§ **EXTRACTED TEXT**:
----------

Suppose a jar contains $r$ red and $b$ blue marbles, and $n$ marbles are selected without replacement. Write an R function, marbles.probability(r,b,n,x), that returns the probability of getting exactly $x$ red marbles, similar to the function shown below:

> marbles.probability(8,9,5,2)
[1] 0.3800905

marbles.probability=function(r,b,n,x){
  p=choose(r,x)*choose(b,n-x)/choose(r+b,n)
  return(p)
}

Note, you can pass a vector to this function as well:

> marbles.probability(8,9,5,0:5)
[1] 0.020361991 0.162895928 0.380090498 0.325791855 0.101809955 0.009049774

Write an R function, choose.members(n,c,p), that returns the number of ways to choose members from an organization of $p$ people to serve on an executive committee consisting of $n$ "named positions" (e.g., president, vice-president, treasurer, and so on...), and $c$ at-large members of equal rank, as the sample output below suggests.

> choose.members(4,4,12)
[1] 831600

choose.members = function(n,c,p) {
  return(factorial(n)*choose(p,n)*choose(p-n,c))
}

Write an R function, number.sequence(n), that returns a vector that has the form $\{ 2^2 \cdot 3,\, 3^2 \cdot 5,\, 4^2 \cdot 7,\, 5^2 \cdot 9,\, \ldots \}$ and has exactly $n$ terms, as the sample output below suggests.

> number.sequence(5)
[1]  12  45 112 225 396

number.sequence = function(n) {
  squares = (2:(n+1))^2
  odds = 2*(1:n)+1
  return(squares * odds)
}

Write a function is.even(n) in R that returns TRUE when $n$ is even and FALSE otherwise. Then, using is.even(n), write a function evens.in(v) that returns a vector comprised of the even integers in a vector v of integers.

is.even = function(n) {
  return( n %% 2 == 0 )

----------

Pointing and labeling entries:
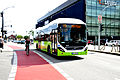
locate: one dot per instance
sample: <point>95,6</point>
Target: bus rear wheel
<point>48,50</point>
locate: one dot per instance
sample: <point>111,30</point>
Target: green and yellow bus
<point>63,37</point>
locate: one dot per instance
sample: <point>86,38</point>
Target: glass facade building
<point>110,18</point>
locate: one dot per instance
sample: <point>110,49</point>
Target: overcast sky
<point>25,13</point>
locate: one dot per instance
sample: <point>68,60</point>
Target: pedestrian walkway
<point>104,49</point>
<point>34,67</point>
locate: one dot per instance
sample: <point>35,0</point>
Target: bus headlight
<point>61,49</point>
<point>86,48</point>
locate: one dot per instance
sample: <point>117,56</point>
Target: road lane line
<point>56,67</point>
<point>14,68</point>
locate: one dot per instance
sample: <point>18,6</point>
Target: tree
<point>19,37</point>
<point>25,37</point>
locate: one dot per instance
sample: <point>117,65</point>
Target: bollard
<point>119,48</point>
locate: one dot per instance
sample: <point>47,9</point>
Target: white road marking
<point>117,79</point>
<point>56,67</point>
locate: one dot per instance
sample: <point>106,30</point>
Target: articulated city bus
<point>63,37</point>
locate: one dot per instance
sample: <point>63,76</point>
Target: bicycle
<point>27,49</point>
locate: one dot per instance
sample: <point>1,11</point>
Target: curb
<point>118,54</point>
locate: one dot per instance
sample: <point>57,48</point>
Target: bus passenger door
<point>54,41</point>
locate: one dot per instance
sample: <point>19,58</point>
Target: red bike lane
<point>34,67</point>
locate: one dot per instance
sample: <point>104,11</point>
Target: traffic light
<point>101,27</point>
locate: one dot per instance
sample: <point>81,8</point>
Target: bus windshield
<point>72,34</point>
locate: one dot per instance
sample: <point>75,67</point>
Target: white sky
<point>25,13</point>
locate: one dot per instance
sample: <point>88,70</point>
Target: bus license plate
<point>74,53</point>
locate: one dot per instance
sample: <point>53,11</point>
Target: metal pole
<point>2,15</point>
<point>99,33</point>
<point>2,24</point>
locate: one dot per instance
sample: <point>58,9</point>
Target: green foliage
<point>25,37</point>
<point>19,37</point>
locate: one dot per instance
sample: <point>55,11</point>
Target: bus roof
<point>68,20</point>
<point>63,21</point>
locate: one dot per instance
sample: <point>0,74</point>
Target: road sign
<point>99,18</point>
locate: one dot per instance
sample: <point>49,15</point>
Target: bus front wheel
<point>48,49</point>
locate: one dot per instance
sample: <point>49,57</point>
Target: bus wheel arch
<point>48,49</point>
<point>36,45</point>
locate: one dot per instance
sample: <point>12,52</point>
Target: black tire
<point>36,46</point>
<point>48,49</point>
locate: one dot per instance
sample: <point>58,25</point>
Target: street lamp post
<point>100,25</point>
<point>2,15</point>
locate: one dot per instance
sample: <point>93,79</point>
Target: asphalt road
<point>6,59</point>
<point>94,66</point>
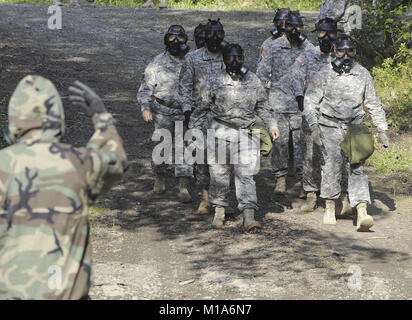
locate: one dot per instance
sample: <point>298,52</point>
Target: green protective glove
<point>384,139</point>
<point>86,98</point>
<point>316,135</point>
<point>265,139</point>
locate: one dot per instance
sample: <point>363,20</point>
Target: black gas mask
<point>279,22</point>
<point>294,28</point>
<point>175,40</point>
<point>327,34</point>
<point>345,51</point>
<point>233,58</point>
<point>214,35</point>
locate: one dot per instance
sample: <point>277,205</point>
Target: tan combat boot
<point>160,184</point>
<point>219,217</point>
<point>329,215</point>
<point>183,195</point>
<point>343,208</point>
<point>204,205</point>
<point>163,4</point>
<point>310,203</point>
<point>148,4</point>
<point>280,187</point>
<point>365,221</point>
<point>249,221</point>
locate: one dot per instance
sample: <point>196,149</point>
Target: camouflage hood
<point>36,111</point>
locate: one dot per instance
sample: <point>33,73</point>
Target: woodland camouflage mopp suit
<point>45,191</point>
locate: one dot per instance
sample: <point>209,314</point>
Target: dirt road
<point>150,247</point>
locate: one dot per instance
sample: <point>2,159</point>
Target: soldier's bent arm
<point>374,105</point>
<point>186,83</point>
<point>145,93</point>
<point>313,98</point>
<point>106,156</point>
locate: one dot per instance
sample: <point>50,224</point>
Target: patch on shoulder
<point>300,59</point>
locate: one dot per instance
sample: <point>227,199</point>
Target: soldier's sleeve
<point>186,83</point>
<point>264,67</point>
<point>106,156</point>
<point>374,105</point>
<point>313,98</point>
<point>263,110</point>
<point>145,93</point>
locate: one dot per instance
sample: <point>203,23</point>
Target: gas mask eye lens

----------

§ **REQUESTS**:
- A) Rewrite everything in the R exercises from "Write an R function, number.sequence(n), that" down to "v of integers.", changing "squares" to "sq".
- B) In the R exercises, what value does the call choose.members(4,4,12) return?
The entries have no connection to the R exercises.

§ **THE RESPONSES**:
- A)
Write an R function, number.sequence(n), that returns a vector that has the form $\{ 2^2 \cdot 3,\, 3^2 \cdot 5,\, 4^2 \cdot 7,\, 5^2 \cdot 9,\, \ldots \}$ and has exactly $n$ terms, as the sample output below suggests.

> number.sequence(5)
[1]  12  45 112 225 396

number.sequence = function(n) {
  sq = (2:(n+1))^2
  odds = 2*(1:n)+1
  return(sq * odds)
}

Write a function is.even(n) in R that returns TRUE when $n$ is even and FALSE otherwise. Then, using is.even(n), write a function evens.in(v) that returns a vector comprised of the even integers in a vector v of integers.

- B) It returns 831600.